*What needs to be done:* Rewrite the items starting at the line "Target: person in red jacket" and ending at the last item, changing every "jacket" to "coat" and keeping everything else the same. Leave the pictures out of your answer.

[Image point annotation entries]
+++++

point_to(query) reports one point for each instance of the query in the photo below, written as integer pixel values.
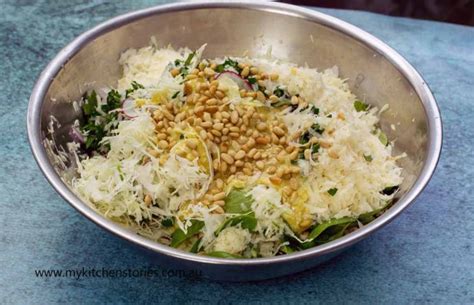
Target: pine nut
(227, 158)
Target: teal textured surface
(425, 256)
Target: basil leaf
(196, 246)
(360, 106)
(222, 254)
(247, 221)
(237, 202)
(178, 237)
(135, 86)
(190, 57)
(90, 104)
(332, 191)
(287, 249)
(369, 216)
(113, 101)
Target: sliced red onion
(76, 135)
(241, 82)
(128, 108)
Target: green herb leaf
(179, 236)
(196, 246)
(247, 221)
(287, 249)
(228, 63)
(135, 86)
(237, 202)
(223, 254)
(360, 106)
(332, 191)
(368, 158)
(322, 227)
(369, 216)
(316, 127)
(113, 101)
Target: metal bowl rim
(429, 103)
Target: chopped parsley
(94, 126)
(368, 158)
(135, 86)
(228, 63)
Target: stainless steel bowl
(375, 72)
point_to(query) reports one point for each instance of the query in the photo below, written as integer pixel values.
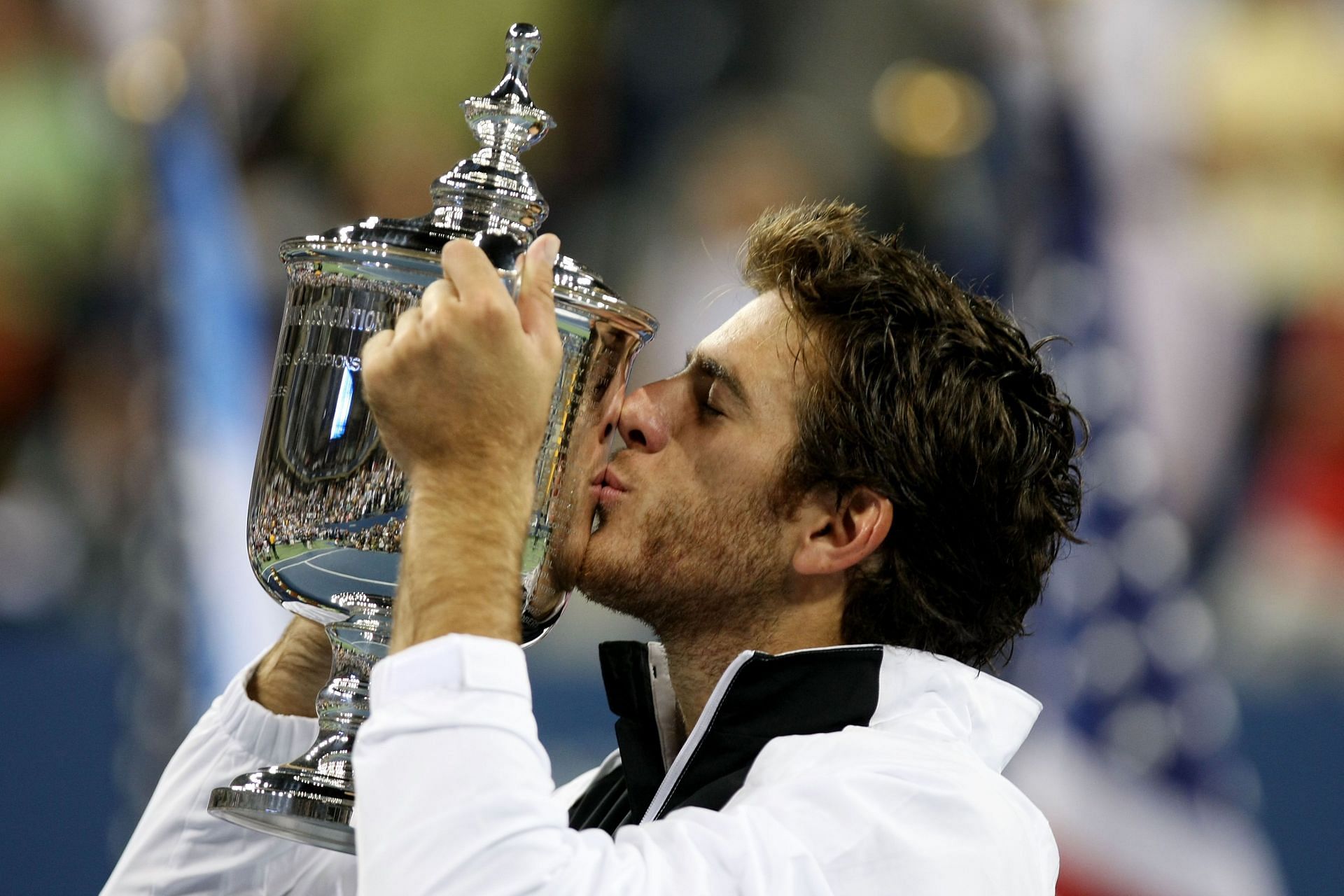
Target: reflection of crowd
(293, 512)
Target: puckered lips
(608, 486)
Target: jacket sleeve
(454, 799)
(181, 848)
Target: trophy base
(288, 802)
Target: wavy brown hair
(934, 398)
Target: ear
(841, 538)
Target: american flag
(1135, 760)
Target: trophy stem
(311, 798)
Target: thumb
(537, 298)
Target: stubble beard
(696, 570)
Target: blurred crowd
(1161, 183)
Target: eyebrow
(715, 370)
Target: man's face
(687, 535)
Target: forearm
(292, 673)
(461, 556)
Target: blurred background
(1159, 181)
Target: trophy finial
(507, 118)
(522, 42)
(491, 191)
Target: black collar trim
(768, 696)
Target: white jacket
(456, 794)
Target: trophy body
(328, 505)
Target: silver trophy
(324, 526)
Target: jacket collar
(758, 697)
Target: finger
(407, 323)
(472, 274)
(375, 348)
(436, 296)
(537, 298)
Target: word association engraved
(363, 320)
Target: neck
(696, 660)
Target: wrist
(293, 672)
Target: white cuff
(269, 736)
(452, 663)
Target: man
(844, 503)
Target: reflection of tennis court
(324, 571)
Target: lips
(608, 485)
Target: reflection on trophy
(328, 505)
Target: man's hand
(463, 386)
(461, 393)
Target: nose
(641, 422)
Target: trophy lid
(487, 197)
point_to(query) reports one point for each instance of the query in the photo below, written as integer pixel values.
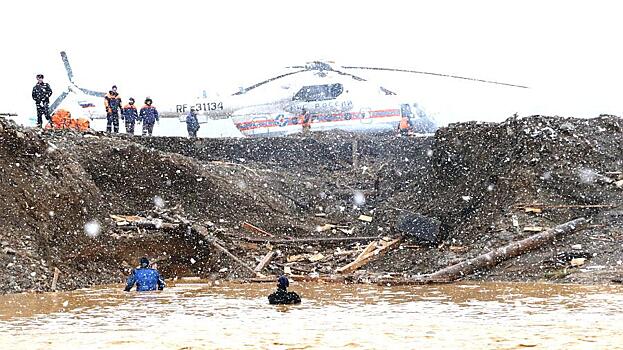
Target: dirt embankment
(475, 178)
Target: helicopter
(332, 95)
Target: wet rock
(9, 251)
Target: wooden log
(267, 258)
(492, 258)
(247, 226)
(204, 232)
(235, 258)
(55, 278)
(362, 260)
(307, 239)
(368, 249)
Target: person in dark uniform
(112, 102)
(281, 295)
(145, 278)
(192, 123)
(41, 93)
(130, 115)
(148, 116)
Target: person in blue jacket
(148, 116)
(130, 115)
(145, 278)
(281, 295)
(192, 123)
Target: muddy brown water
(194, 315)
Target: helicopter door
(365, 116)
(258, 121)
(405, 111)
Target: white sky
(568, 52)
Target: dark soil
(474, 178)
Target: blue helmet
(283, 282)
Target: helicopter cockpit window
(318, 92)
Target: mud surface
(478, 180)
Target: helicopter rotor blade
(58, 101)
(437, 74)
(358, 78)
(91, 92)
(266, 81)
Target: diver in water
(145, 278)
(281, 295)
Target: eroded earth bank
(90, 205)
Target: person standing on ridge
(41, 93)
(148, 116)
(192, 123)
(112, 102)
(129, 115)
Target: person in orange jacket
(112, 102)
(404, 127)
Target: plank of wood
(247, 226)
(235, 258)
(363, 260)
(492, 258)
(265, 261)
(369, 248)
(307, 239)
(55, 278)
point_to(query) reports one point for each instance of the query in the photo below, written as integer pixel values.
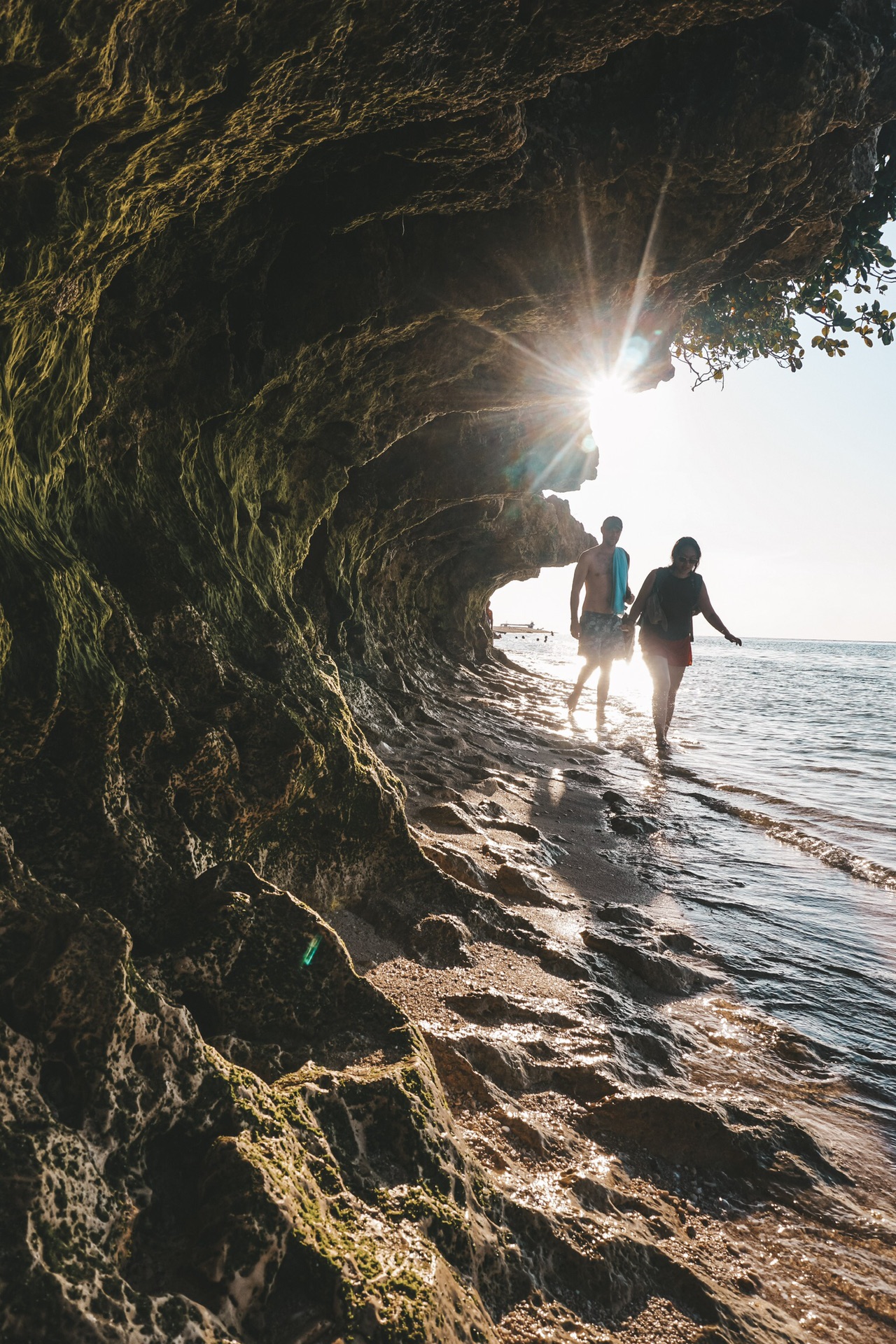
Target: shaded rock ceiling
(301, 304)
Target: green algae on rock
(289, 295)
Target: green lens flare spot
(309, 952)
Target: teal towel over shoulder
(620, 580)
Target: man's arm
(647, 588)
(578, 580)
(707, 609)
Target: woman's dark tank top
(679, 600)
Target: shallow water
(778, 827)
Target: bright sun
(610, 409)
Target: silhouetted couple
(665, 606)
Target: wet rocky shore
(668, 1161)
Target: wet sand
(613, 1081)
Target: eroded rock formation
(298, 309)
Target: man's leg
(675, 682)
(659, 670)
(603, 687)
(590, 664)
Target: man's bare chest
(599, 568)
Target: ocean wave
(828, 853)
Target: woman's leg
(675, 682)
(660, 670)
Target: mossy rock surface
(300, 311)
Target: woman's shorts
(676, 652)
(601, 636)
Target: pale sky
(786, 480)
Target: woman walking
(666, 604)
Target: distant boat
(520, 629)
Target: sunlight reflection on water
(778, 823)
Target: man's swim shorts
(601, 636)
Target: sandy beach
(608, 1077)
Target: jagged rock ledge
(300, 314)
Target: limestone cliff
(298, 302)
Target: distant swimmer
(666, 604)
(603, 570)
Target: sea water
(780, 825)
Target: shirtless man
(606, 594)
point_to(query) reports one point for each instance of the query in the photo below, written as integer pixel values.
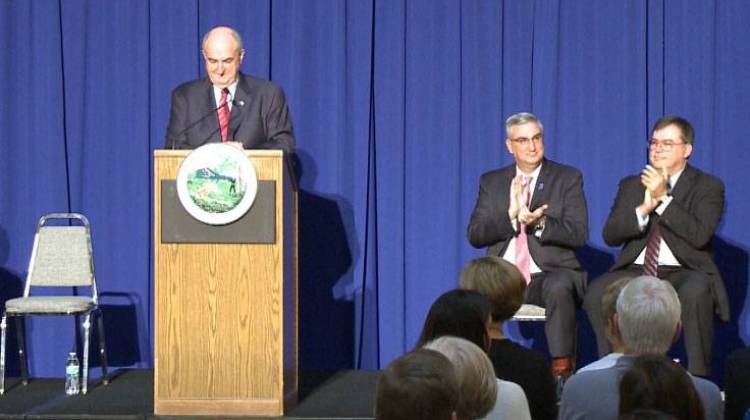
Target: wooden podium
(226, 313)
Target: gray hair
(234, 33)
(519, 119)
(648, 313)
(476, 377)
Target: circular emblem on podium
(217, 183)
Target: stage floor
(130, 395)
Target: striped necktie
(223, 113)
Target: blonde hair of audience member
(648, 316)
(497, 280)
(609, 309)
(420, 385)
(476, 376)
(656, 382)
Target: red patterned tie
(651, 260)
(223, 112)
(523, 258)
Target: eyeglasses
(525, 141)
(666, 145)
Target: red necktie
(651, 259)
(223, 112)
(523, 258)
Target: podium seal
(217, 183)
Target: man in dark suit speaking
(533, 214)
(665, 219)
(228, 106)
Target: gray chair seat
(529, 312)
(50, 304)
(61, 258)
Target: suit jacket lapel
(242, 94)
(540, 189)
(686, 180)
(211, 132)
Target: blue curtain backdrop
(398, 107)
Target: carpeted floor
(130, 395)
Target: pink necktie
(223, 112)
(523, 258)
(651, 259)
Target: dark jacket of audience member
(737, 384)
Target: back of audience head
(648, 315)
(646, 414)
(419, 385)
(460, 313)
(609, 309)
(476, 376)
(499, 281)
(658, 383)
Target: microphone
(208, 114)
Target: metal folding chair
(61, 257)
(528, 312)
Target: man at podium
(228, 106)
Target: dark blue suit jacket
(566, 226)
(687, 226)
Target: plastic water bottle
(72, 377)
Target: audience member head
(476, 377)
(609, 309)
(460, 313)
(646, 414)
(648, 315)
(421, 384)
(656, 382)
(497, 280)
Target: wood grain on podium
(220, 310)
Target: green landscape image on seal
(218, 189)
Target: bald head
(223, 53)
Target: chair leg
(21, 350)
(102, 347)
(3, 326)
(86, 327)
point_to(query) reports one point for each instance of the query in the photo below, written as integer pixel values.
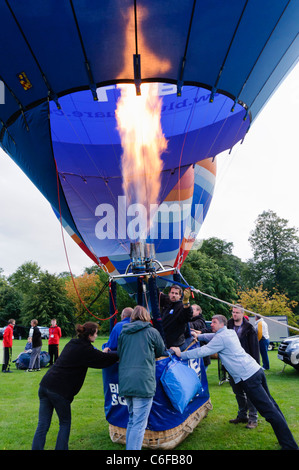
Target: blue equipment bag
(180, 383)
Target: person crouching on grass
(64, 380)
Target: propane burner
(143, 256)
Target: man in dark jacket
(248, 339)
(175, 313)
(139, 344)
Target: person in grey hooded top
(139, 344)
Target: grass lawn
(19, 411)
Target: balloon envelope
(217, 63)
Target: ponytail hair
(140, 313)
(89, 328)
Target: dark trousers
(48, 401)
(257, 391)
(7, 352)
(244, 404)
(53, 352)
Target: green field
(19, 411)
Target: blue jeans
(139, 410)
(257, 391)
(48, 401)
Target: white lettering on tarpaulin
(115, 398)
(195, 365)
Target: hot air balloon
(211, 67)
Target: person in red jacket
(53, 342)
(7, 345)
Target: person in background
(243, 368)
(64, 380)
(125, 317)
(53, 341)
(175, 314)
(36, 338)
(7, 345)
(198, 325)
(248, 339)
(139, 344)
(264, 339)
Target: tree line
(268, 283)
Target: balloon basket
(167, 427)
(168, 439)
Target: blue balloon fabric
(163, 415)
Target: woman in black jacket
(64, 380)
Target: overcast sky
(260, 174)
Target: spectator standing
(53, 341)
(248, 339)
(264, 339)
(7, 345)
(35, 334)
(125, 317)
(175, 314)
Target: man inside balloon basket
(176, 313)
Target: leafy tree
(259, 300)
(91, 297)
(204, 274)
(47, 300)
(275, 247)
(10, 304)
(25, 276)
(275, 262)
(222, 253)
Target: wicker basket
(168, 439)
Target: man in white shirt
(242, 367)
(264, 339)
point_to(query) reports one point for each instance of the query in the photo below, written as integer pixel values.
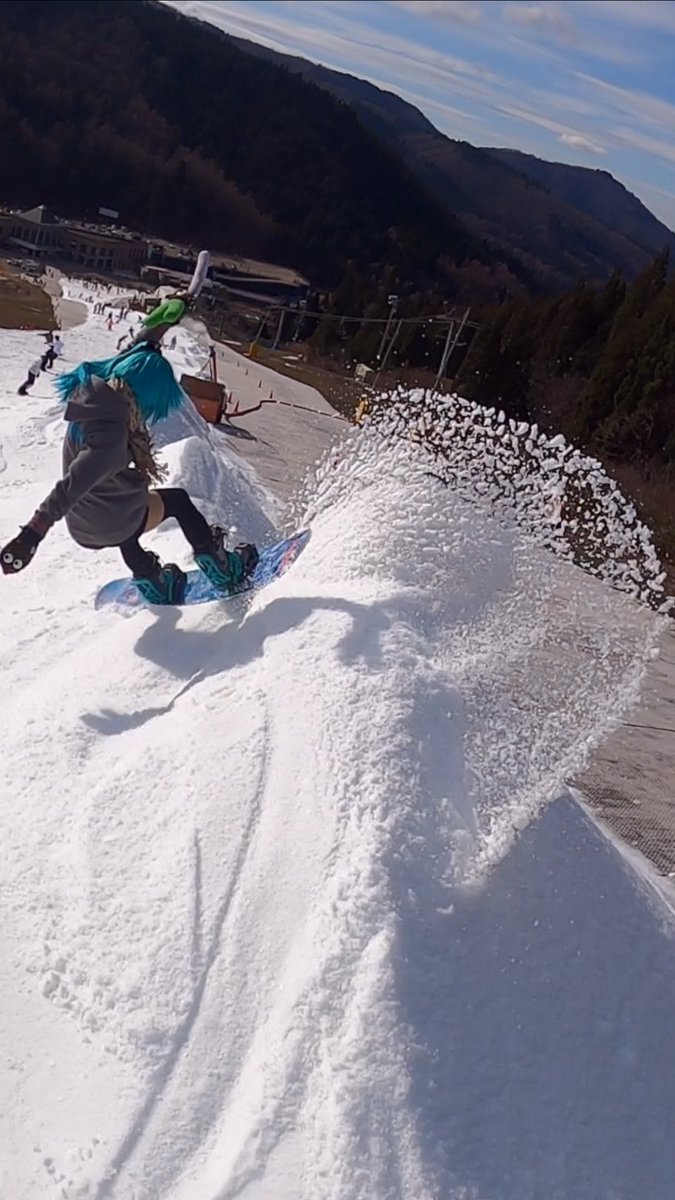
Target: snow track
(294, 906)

+++++

*The solution:*
Target: person in red coat
(53, 342)
(7, 345)
Target: person in background
(243, 368)
(64, 380)
(125, 317)
(53, 341)
(175, 314)
(36, 338)
(7, 345)
(198, 325)
(248, 339)
(139, 344)
(264, 339)
Target: tree line
(268, 283)
Target: balloon basket
(167, 427)
(168, 439)
Target: blue balloon fabric
(163, 415)
Target: woman in black coat
(64, 380)
Target: overcast sky
(260, 174)
Target: spectator standing
(53, 341)
(248, 339)
(264, 339)
(7, 345)
(35, 334)
(125, 317)
(175, 314)
Target: man inside balloon basket
(176, 313)
Target: leafy tree
(259, 300)
(91, 297)
(204, 274)
(47, 300)
(275, 247)
(10, 304)
(25, 276)
(275, 262)
(222, 253)
Target: wicker basket
(168, 439)
Target: man in white shirt
(242, 367)
(264, 339)
point_to(query) reports one point for each instance of the query in the photo below, written as integer pixel values.
Target: snow track
(294, 906)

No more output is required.